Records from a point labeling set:
_ _ _ _ _

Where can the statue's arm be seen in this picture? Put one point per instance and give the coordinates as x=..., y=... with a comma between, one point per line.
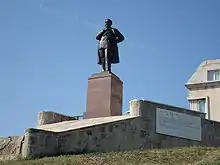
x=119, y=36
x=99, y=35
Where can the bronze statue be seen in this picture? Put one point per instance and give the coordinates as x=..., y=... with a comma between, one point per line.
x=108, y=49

_ _ _ _ _

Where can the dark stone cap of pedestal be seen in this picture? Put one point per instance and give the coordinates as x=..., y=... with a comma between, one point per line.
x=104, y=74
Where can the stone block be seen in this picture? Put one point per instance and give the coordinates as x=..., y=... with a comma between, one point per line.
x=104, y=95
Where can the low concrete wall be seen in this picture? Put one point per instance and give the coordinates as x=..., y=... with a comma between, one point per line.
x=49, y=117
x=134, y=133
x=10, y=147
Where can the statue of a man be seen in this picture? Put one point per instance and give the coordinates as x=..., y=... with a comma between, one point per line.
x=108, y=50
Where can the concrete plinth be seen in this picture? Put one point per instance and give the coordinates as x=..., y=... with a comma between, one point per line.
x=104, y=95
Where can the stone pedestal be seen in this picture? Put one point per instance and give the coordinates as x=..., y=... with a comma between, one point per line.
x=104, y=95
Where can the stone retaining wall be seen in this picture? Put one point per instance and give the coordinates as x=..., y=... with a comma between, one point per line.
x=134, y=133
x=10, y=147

_ _ _ _ _

— What to produce —
Write the records from the line containing "Where can the statue of" through the line containing "x=108, y=50" as a JSON list of strings, one string per line, leaving out any blank lines.

— Answer —
[
  "Where can the statue of a man be seen in this picture? Put one point per instance and give the coordinates as x=..., y=... with a comma between, one point per line.",
  "x=108, y=50"
]